PROBLEM >>
Return a copy of every line in the records that includes the word "below".

PROVIDED ENTRIES >>
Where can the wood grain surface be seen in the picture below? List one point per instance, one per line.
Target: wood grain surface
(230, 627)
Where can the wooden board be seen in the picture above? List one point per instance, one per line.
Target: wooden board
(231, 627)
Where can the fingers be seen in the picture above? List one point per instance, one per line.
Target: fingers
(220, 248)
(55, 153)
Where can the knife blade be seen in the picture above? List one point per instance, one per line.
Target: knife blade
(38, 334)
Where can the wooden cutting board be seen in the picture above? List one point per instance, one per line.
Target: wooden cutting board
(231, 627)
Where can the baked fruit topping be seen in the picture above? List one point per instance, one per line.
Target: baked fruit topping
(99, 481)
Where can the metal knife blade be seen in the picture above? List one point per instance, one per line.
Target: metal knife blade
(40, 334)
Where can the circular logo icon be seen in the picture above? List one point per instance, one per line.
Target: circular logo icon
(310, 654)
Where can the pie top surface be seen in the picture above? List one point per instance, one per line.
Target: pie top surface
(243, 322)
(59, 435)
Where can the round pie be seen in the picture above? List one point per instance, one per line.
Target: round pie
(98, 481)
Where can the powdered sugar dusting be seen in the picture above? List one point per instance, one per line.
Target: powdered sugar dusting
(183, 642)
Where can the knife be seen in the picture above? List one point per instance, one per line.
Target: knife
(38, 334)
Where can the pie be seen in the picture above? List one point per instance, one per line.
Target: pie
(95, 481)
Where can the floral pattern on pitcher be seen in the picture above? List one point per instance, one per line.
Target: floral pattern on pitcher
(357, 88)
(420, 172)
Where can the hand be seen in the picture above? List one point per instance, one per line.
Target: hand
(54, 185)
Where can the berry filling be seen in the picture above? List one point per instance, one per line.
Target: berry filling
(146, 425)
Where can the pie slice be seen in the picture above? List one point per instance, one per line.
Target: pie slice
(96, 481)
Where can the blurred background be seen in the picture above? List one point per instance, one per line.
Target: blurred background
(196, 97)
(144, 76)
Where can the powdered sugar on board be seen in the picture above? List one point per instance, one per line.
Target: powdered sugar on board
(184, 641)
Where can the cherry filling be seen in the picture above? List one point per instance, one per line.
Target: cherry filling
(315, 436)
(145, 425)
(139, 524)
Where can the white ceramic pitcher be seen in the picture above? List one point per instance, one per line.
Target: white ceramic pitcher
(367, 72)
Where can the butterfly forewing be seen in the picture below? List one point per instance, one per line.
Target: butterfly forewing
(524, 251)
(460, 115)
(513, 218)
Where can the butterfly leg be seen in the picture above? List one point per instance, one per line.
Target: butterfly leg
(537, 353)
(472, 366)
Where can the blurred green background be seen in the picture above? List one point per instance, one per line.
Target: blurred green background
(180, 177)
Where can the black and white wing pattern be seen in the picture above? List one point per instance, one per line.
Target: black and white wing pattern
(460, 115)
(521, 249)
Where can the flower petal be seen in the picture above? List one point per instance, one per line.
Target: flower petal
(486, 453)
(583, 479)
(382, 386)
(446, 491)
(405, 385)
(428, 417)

TASK RESPONSE >>
Where can the wood grain surface be seen in the picture below? List one point per instance, one per line.
Where can the butterfly forewing be seen in the picture below? List one point per instance, one per line.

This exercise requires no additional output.